▸ Task objective: Copy the entries below in full, keeping them exactly as they are.

▸ Exercise materials:
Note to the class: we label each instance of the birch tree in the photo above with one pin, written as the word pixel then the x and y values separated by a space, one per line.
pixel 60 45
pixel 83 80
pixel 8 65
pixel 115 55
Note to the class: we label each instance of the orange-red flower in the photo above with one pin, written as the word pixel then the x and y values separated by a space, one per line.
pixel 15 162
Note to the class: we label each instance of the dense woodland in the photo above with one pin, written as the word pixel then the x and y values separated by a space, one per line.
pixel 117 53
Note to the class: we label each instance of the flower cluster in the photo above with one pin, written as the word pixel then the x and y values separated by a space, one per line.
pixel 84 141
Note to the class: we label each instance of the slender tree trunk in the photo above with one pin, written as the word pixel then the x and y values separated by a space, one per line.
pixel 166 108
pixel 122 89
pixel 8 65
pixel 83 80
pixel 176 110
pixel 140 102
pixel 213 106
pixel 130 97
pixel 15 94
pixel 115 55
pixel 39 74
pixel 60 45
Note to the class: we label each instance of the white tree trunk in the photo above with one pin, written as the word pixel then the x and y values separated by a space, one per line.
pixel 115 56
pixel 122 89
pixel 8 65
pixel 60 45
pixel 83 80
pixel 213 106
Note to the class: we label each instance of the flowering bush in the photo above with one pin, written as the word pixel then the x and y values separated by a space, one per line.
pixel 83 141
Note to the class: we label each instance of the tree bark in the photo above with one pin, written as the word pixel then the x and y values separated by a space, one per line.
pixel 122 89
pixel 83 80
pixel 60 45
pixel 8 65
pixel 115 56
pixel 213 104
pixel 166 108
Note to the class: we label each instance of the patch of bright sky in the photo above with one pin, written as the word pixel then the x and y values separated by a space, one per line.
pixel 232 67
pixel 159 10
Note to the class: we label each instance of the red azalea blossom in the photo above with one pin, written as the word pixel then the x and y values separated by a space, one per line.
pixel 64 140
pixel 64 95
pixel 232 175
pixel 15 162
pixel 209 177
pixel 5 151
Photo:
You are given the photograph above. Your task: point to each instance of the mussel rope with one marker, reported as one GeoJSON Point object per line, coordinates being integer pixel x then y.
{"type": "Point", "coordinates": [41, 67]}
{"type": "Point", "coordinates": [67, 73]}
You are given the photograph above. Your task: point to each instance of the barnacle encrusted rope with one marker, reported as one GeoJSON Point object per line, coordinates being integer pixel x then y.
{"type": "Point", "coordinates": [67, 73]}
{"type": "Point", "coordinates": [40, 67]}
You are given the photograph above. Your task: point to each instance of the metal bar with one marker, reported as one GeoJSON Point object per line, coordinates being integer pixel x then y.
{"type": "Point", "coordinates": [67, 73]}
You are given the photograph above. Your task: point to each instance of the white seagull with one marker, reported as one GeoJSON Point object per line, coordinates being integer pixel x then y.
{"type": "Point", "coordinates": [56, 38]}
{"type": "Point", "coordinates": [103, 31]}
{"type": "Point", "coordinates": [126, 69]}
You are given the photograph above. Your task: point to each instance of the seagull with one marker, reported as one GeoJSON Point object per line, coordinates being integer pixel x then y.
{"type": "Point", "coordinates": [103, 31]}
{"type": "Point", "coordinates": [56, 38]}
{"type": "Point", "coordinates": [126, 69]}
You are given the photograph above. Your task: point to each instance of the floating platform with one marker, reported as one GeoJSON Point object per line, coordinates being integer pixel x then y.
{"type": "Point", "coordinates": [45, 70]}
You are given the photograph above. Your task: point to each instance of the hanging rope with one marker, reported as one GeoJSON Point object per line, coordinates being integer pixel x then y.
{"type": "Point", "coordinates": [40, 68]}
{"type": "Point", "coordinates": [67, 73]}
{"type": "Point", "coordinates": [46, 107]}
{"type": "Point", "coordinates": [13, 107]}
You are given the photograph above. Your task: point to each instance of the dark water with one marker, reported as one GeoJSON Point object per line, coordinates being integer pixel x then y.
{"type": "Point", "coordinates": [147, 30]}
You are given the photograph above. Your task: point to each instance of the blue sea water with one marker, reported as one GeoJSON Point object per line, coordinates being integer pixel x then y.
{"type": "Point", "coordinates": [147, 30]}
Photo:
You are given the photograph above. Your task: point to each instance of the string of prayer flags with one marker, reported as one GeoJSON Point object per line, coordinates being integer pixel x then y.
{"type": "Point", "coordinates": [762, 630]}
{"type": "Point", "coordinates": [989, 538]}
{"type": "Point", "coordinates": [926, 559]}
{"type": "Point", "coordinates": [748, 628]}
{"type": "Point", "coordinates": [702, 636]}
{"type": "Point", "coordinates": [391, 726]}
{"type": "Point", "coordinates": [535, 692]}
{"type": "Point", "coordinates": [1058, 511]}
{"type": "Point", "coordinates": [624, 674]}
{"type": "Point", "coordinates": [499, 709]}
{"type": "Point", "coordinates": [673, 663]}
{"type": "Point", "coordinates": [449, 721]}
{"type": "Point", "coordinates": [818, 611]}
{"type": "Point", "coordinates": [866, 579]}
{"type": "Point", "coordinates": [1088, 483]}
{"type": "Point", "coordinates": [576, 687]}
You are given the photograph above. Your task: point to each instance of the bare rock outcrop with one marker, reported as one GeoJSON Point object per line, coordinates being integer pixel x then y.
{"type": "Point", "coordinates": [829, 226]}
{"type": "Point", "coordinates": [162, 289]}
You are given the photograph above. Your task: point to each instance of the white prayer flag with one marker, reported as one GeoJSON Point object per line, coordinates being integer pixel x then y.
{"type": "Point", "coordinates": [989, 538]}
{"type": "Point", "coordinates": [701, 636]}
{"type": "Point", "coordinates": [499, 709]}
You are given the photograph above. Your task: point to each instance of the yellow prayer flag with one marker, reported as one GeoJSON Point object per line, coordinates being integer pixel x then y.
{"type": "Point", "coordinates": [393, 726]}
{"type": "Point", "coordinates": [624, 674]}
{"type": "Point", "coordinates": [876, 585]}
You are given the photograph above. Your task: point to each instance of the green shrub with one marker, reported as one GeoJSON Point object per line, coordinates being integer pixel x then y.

▸ Answer to the problem:
Note to the class: we label each instance of the birch tree in the photo above with one pin, written as the word pixel then the x and y values separated by a space, one per line.
pixel 60 45
pixel 83 80
pixel 8 65
pixel 115 55
Note to the class: we label each instance of the orange-red flower in the photo above with one pin, written as the word pixel then the x and y values separated by a space, one per line.
pixel 15 162
Note to the class: we label each instance of the dense woodland in the photo above with one pin, written as the word pixel then the x and y values separated by a space, one per line.
pixel 117 53
Note to the class: we label each instance of the flower cluster in the photo above with one pin, written as the word pixel then the x and y values separated by a space, one per line.
pixel 84 141
Note to the class: we label each instance of the slender tree trunk in the photo above with one pin, written as the word pixel then the x and y values separated by a space, one per line.
pixel 166 108
pixel 122 89
pixel 8 65
pixel 83 80
pixel 176 110
pixel 140 102
pixel 213 106
pixel 130 97
pixel 15 94
pixel 115 55
pixel 39 74
pixel 60 45
Note to the class: we label each instance of the white tree trunk in the photo above with one pin, written as the word pixel then the x and y values separated by a space, one per line.
pixel 115 56
pixel 122 89
pixel 8 65
pixel 60 45
pixel 83 80
pixel 213 106
Note to the class: we label each instance of the flowering bush in the photo above with one pin, written as the word pixel then the x and y values separated by a space, one per line.
pixel 83 141
Note to the class: we label each instance of the tree bark in the photo above with one pin, written as the word pixel then the x and y values separated by a space, one per line.
pixel 122 89
pixel 83 80
pixel 60 45
pixel 8 65
pixel 115 56
pixel 213 104
pixel 166 108
Note to the class: we label each instance of the patch of bright sky in the photo above with one pin, written as the word pixel then the x and y values separated by a space, one per line.
pixel 232 67
pixel 159 10
Note to the class: we label each instance of the red azalea blossom in the photo above with one pin, written as the word pixel then the x and y values separated by a space, one per line.
pixel 64 140
pixel 64 95
pixel 232 175
pixel 15 162
pixel 209 177
pixel 5 151
Photo:
You are given the photograph above. Your task: point to each instance of the mussel rope with one marker, reported as one GeoJSON Point object per line, coordinates being integer pixel x then y.
{"type": "Point", "coordinates": [41, 67]}
{"type": "Point", "coordinates": [67, 73]}
You are given the photograph above. Your task: point to each instance of the barnacle encrusted rope with one marker, reported as one GeoJSON Point object per line, coordinates being integer pixel x then y.
{"type": "Point", "coordinates": [67, 73]}
{"type": "Point", "coordinates": [40, 67]}
You are given the photograph above. Your task: point to each instance of the metal bar with one marker, reported as one GeoJSON Point object per line, coordinates being integer pixel x then y.
{"type": "Point", "coordinates": [67, 73]}
You are given the photograph above. Your task: point to each instance of the white seagull with one marker, reported as one GeoJSON Point object per line, coordinates being integer pixel x then y.
{"type": "Point", "coordinates": [56, 38]}
{"type": "Point", "coordinates": [103, 31]}
{"type": "Point", "coordinates": [126, 69]}
You are given the photograph above. Your task: point to each instance of the seagull with one marker, reported as one GeoJSON Point object per line, coordinates being integer pixel x then y.
{"type": "Point", "coordinates": [103, 31]}
{"type": "Point", "coordinates": [56, 38]}
{"type": "Point", "coordinates": [126, 69]}
You are given the photograph above. Your task: point to each instance of the floating platform with one marker, reported as one GeoJSON Point object per line, coordinates being integer pixel x then y.
{"type": "Point", "coordinates": [45, 70]}
You are given the photograph above. Your task: point to each instance of the hanging rope with one marker, reported as one GeoJSON Point object per line, coordinates being integer pixel x then y.
{"type": "Point", "coordinates": [40, 68]}
{"type": "Point", "coordinates": [67, 73]}
{"type": "Point", "coordinates": [46, 107]}
{"type": "Point", "coordinates": [13, 107]}
You are given the photograph above. Your task: point to each instance of the dark water with one marker, reported as one GeoJSON Point object per line, coordinates being integer pixel x then y.
{"type": "Point", "coordinates": [147, 30]}
You are given the photograph above. Your task: point to each instance of the blue sea water with one marker, reported as one GeoJSON Point object per line, coordinates being integer pixel x then y.
{"type": "Point", "coordinates": [147, 30]}
Photo:
You are given the photograph above. Your task: point to each instance of the string of prayer flags with one marker, reported as one GeoJSON Point object per line, coordinates being integer pixel x then y.
{"type": "Point", "coordinates": [762, 630]}
{"type": "Point", "coordinates": [989, 538]}
{"type": "Point", "coordinates": [926, 559]}
{"type": "Point", "coordinates": [748, 628]}
{"type": "Point", "coordinates": [702, 636]}
{"type": "Point", "coordinates": [391, 726]}
{"type": "Point", "coordinates": [535, 692]}
{"type": "Point", "coordinates": [1058, 511]}
{"type": "Point", "coordinates": [624, 674]}
{"type": "Point", "coordinates": [499, 709]}
{"type": "Point", "coordinates": [673, 663]}
{"type": "Point", "coordinates": [449, 721]}
{"type": "Point", "coordinates": [818, 611]}
{"type": "Point", "coordinates": [866, 579]}
{"type": "Point", "coordinates": [1088, 483]}
{"type": "Point", "coordinates": [576, 687]}
You are given the photograph above. Your task: point to each instance of the bare rock outcrop with one marker, reported as one GeoJSON Point object per line, coordinates being integer pixel x then y.
{"type": "Point", "coordinates": [829, 226]}
{"type": "Point", "coordinates": [162, 289]}
You are given the photograph above. Your task: point to each instance of the white prayer flag with one marker, reported as one GeoJSON Point object per line, coordinates being integer pixel x then y.
{"type": "Point", "coordinates": [989, 538]}
{"type": "Point", "coordinates": [701, 636]}
{"type": "Point", "coordinates": [499, 709]}
You are given the photograph above. Your task: point to each instance of the yellow prayer flag with one marker, reported as one GeoJSON Point object per line, coordinates being integer pixel x then y.
{"type": "Point", "coordinates": [393, 726]}
{"type": "Point", "coordinates": [624, 674]}
{"type": "Point", "coordinates": [876, 585]}
You are given the photograph above. Your task: point to each instance of the green shrub with one marker, reported as one GeoJSON Point object per line, coordinates being integer pixel x then y.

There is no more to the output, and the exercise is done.